======== Passage

III. Broker-Dealer Relationships.
Dessauer & McIntyre is responsible for decisions to buy and sell
securities for the portfolio of the Fund, broker-dealer selection and
negotiation of its brokerage commission rates. Dessauer & McIntyre's primary
consideration in effecting a security transaction will be execution at the most
favorable price. The Fund understands that many of the Fund's portfolio
transactions will be transacted with primary market makers acting as principal
on a net basis, with no brokerage commissions being paid by the Fund. Such
principal transactions may, however, result in a profit to the market makers. In
certain instances, Dessauer & McIntyre may make purchases of underwritten issues
at prices which include underwriting fees. In selecting a broker or dealer to
execute each particular transaction, Dessauer & McIntyre will take the following
into consideration: the best price available; the reliability, integrity and
financial condition of the broker or dealer; the size of and difficulty in
executing the order; and the value of the expected contribution of the broker or
dealer to the investment performance of the Fund on a continuing basis.
Accordingly, the price to the Fund in any transaction may be less favorable than
that available from another broker or dealer if the difference is reasonably
justified by other aspects of the portfolio execution services offered. Subject
to such policies as the Board of Trustees may determine, Dessauer & McIntyre
shall not be deemed to have
12
<PAGE>
acted unlawfully or to have breached any duty created by this Agreement or
otherwise solely by reason of its having caused the Fund to pay a broker or
dealer that provides brokerage and research services to Dessauer & McIntyre an
amount of commission for effecting a portfolio investment transaction in excess
of the amount of commission another broker or dealer would have charged for
effecting that transaction, if Dessauer & McIntyre determines in good faith that
such amount of commission was reasonable in relation to the value of the
brokerage and research services provided by such broker or dealer, viewed in
terms of either that particular transaction or Dessauer & McIntyre's overall
responsibilities with respect to the Fund. Dessauer & McIntyre is further
authorized to allocate the orders placed by it on behalf of the Fund to an
affiliated broker-dealer, if any, or to such brokers and dealers who also
provide research or statistical material, or other services to the Fund (which
material or services may also assist Dessauer & McIntyre in rendering services
to other clients). Such allocation shall be in such amounts and proportions as
Dessauer & McIntyre shall determine and Dessauer & McIntyre will report on said
allocations regularly to the Board of Trustees of the Fund indicating the
brokers to whom such allocations have been made and the basis therefor.
IV. Allocation of Expenses.

================

To do:
a - In the agreement passage, what is Dessauer & McIntyre's primary consideration in effecting a security transaction?
b - Write what comes next in the agreement passage on broker-dealer relationships, starting after its final heading.

======== Record extracts

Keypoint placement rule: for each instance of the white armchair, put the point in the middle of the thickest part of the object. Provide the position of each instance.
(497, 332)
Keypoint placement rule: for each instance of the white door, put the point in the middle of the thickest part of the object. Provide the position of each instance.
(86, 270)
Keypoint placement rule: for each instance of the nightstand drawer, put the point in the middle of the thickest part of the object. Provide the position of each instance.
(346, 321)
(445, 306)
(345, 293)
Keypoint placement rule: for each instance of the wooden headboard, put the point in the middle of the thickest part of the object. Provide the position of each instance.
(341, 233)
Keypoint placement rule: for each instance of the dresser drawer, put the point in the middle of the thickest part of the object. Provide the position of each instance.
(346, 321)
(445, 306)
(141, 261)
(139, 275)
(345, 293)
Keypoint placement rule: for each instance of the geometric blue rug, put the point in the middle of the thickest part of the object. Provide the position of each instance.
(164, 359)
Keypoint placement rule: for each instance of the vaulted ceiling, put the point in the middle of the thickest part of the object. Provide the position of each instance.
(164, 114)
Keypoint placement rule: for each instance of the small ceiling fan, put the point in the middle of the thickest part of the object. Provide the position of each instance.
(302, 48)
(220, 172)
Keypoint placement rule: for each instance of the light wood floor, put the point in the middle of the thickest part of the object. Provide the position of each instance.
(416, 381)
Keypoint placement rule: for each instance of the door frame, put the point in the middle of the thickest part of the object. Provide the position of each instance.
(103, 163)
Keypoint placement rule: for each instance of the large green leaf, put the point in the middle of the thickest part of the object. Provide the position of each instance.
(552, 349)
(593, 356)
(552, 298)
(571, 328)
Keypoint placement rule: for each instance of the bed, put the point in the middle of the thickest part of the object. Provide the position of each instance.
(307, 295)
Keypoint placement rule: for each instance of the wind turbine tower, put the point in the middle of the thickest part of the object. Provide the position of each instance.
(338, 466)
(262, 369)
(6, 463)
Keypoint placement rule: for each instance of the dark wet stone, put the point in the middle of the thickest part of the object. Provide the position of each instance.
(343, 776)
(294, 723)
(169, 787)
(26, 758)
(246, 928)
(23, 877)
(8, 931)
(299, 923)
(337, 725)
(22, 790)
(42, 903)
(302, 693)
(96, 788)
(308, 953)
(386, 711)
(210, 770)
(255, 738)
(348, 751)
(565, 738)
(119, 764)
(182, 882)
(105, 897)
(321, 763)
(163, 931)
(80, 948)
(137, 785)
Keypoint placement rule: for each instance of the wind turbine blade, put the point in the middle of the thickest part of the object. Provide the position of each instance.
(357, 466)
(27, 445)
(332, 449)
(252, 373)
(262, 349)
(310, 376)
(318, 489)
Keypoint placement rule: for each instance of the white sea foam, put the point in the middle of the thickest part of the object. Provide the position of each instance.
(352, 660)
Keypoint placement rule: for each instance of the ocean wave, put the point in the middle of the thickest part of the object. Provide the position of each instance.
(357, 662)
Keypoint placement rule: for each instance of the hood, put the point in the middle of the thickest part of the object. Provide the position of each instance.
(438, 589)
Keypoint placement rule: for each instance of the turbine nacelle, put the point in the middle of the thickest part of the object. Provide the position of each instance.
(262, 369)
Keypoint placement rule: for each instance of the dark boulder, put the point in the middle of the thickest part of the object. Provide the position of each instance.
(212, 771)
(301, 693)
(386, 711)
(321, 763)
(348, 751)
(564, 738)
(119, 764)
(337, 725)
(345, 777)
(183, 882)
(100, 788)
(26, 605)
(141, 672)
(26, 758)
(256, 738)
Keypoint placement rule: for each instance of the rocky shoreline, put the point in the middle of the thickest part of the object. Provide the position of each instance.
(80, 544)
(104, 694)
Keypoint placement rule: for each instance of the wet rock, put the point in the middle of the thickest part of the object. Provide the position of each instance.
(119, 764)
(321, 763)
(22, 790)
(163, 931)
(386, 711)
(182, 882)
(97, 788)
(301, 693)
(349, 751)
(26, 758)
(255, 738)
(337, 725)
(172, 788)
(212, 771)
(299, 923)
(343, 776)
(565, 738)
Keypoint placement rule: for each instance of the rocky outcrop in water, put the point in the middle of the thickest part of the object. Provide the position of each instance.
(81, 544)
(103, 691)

================

Outputs by task:
a - Execution at the most favorable price.

b -
Dessauer & McIntyre agrees that it will furnish the Fund, at its
expense, all office space and facilities, equipment and clerical personnel
necessary for carrying out its duties under this Agreement. Dessauer & McIntyre
agrees that it will supply to the Administrator of the Fund all necessary
financial information in connection with the Administrator's duties under any
agreement between the Administrator and the Fund on behalf of the Fund. All
costs and expenses associated with any administrative functions delegated by
Dessauer & McIntyre to the Administrator that are not pursuant to any agreement
between the Administrator and the Fund or Dessauer & McIntyre and the Fund will
be paid by Dessauer & McIntyre. All other costs and expenses not expressly
assumed by Dessauer & McIntyre under this Agreement or by the Administrator
under the Administration Agreement between it and the Fund on behalf of the Fund
shall be paid by the Fund from the assets of the Fund, including, but not
limited to (i) fees paid to Dessauer & McIntyre and the Administrator; (ii)
interest and taxes; (iii) brokerage commissions; (iv) insurance premiums; (v)
compensation and expenses of the trustees other than those affiliated with
Dessauer & McIntyre or the Administrator; (vi) legal, accounting and audit
expenses; (vii) fees and expenses of any transfer agent, distributor, registrar,
dividend disbursing agent or shareholder servicing agent of the Fund; (viii)
expenses, including clerical expenses, incident to the issuance, redemption or
repurchase of shares of the Fund, including issuance on the payment of, or
reinvestment of, dividends; (ix) fees and expenses incident to the registration
under Federal or state securities laws of the Fund or its shares; (x) expenses
of preparing, setting in type, printing and mailing prospectuses, statements of
additional information, reports and notices and proxy material to shareholders
of the Fund; (xi) all other expenses incidental to holding meetings of the
Fund's trustees and shareholders; (xii) expenses connected with the execution,
recording and settlement of portfolio securities transactions; (xiii) fees and
expenses of the Fund's custodian for all services to the Fund, including
safekeeping of funds and securities and maintaining required books and accounts;
(xiv) expenses of calculating net asset value of the shares of the Fund; (xv)
industry membership fees allocable to the Fund; and (xvi) such extraordinary
expenses as may arise, including litigation affecting the Fund and the legal
obligations which the Fund may have to indemnify the officers and directors with
respect thereto.
13
<PAGE>
V. Compensation of Dessauer & McIntyre.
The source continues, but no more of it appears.